:: TEXT UNDER STUDY

Published: 13 March 2012

Abstract

Background

Multicenter study designs have several advantages, but the possibility of non-random measurement error resulting from procedural differences between the centers is a special concern. While it is possible to address and correct for some measurement error through statistical analysis, proactive data monitoring is essential to ensure high-quality data collection.

Methods

In this article, we describe quality assurance efforts aimed at reducing the effect of measurement error in a recent follow-up of a large cluster-randomized controlled trial through periodic evaluation of intraclass correlation coefficients (ICCs) for continuous measurements. An ICC of 0 indicates the variance in the data is not due to variation between the centers, and thus the data are not clustered by center.

::::
:: SOURCE INFORMATION

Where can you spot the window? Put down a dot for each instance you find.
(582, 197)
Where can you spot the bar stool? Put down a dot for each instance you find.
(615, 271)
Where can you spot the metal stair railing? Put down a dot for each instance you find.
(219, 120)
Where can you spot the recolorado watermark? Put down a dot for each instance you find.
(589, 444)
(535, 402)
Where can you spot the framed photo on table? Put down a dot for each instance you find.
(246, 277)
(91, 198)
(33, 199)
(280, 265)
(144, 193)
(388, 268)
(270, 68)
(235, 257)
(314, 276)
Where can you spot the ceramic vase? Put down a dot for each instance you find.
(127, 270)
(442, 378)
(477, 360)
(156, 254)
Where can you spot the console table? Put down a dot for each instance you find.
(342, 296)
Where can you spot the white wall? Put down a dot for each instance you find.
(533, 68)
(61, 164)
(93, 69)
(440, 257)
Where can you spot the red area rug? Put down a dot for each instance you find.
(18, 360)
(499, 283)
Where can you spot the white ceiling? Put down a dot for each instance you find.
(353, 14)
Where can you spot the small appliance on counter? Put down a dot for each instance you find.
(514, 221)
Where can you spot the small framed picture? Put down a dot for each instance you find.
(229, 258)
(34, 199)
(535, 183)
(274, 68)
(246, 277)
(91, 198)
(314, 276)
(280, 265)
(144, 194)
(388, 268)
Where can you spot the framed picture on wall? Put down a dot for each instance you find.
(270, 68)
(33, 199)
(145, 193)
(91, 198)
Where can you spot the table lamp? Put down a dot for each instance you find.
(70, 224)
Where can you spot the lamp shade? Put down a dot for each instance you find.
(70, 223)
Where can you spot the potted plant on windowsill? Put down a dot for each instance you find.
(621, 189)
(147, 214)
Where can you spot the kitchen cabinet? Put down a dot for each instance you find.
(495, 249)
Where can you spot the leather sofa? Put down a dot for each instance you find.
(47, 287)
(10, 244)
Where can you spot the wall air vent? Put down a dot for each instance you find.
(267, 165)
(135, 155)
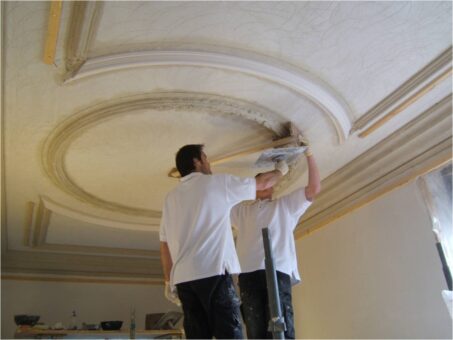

::::

EXERCISE - Give, in order, every one-word section heading in the multicenter study excerpt.

RESULT - Abstract, Background, Methods